## The request
Pick out each line in the items below that contains the word "leaves", and copy those lines.
--- START OF Material ---
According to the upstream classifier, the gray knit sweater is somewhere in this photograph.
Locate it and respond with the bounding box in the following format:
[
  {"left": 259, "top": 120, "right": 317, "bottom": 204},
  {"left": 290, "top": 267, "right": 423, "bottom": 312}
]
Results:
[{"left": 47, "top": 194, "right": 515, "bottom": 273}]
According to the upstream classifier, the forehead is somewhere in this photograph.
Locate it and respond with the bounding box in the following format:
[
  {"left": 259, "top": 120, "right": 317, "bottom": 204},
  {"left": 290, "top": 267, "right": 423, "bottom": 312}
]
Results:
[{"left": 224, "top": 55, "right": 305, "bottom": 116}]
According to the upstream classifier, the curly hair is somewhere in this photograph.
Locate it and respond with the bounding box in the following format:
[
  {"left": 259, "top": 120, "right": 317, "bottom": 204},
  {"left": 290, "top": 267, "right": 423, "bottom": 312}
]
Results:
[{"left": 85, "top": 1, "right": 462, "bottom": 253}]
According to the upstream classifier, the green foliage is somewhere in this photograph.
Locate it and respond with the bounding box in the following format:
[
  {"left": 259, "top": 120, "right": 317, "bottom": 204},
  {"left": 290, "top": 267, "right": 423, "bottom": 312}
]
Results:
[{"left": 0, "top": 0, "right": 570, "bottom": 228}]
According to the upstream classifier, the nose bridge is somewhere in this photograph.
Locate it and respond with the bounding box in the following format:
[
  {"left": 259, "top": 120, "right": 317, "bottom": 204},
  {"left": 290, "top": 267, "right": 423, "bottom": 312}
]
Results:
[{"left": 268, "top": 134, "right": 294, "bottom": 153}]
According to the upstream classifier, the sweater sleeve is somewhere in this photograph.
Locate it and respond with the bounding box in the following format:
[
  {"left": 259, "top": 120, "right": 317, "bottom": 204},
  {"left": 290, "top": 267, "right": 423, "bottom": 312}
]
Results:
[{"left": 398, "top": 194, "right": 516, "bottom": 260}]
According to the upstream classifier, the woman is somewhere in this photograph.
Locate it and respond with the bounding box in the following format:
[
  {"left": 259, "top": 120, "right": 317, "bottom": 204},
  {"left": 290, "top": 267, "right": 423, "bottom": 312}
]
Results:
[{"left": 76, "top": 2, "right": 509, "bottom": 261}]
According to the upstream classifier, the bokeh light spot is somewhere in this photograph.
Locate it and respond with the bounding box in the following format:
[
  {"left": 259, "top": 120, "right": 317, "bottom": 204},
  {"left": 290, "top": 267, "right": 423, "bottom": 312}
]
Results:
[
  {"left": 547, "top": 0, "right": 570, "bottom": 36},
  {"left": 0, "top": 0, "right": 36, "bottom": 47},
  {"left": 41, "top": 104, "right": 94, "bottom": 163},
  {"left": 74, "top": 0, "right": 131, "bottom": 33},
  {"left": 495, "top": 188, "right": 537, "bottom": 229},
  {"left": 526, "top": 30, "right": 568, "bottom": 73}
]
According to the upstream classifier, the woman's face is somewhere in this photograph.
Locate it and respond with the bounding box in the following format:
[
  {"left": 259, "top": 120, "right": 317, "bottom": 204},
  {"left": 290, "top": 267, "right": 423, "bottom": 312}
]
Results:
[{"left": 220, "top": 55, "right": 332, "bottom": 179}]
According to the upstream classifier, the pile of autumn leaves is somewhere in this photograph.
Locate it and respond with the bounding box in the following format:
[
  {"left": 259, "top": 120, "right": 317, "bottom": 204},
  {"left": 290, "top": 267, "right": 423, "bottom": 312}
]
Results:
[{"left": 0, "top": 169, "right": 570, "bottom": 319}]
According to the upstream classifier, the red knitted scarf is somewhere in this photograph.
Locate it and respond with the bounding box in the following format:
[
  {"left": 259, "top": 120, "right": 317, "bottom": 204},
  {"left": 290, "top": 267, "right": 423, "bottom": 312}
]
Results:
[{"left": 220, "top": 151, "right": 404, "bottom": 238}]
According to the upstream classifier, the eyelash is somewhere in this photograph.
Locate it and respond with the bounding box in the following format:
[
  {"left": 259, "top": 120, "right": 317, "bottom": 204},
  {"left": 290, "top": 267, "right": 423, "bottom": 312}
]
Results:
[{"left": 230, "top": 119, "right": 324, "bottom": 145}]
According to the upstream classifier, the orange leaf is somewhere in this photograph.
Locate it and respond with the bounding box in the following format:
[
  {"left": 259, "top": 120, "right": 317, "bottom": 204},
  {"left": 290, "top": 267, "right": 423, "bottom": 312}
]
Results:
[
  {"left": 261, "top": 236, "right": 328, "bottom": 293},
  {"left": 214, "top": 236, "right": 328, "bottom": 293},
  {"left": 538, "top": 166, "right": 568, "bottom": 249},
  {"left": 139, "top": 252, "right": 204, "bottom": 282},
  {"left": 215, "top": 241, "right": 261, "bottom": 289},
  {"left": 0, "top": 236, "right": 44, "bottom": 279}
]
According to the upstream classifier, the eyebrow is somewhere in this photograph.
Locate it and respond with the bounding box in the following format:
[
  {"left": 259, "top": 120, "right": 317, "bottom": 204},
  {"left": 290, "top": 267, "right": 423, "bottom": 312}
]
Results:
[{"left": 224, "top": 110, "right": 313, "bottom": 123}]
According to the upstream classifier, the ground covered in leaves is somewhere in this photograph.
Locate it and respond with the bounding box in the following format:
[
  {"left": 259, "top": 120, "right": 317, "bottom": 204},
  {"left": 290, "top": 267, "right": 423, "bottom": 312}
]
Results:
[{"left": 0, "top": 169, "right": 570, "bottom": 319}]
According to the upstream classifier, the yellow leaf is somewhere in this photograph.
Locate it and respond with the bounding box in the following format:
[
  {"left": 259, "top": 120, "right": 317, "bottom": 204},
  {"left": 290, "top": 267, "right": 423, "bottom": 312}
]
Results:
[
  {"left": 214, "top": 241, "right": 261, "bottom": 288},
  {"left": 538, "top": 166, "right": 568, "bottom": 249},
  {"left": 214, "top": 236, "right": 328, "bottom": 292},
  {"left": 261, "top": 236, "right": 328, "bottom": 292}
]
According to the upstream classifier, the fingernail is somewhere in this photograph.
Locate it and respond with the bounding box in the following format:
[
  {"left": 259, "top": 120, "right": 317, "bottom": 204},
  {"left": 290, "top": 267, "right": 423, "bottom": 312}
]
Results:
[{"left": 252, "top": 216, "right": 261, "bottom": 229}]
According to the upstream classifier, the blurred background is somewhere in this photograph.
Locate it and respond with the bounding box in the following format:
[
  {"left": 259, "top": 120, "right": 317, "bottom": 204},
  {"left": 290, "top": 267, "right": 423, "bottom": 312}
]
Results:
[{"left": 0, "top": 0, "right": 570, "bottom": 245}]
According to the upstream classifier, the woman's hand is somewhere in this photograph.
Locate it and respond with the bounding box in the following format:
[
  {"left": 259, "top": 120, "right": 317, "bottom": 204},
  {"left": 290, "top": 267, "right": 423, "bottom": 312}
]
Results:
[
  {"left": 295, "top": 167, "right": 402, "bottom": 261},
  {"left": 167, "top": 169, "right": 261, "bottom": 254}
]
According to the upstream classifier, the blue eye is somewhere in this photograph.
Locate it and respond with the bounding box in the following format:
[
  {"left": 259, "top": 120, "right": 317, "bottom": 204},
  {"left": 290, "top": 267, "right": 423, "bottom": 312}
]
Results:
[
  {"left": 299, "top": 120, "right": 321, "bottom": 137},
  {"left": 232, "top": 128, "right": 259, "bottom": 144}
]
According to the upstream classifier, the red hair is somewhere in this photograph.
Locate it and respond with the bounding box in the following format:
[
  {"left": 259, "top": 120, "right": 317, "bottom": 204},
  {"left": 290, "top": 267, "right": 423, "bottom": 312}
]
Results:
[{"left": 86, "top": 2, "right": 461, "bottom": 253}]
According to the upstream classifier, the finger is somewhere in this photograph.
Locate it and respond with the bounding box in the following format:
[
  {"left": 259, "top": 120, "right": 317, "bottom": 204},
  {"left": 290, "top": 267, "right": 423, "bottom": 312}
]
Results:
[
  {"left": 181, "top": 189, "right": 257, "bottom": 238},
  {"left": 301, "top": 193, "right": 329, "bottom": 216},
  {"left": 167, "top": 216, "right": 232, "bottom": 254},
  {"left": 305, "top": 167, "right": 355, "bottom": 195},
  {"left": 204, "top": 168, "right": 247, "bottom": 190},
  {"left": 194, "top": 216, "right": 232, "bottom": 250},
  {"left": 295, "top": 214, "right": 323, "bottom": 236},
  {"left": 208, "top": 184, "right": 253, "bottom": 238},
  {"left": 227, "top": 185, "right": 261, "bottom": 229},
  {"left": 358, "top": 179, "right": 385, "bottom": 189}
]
--- END OF Material ---
## Task answer
According to the upstream classifier, the pile of autumn leaves is somewhere in this photograph.
According to the upstream classifier, the ground covered in leaves is somewhere in this photograph.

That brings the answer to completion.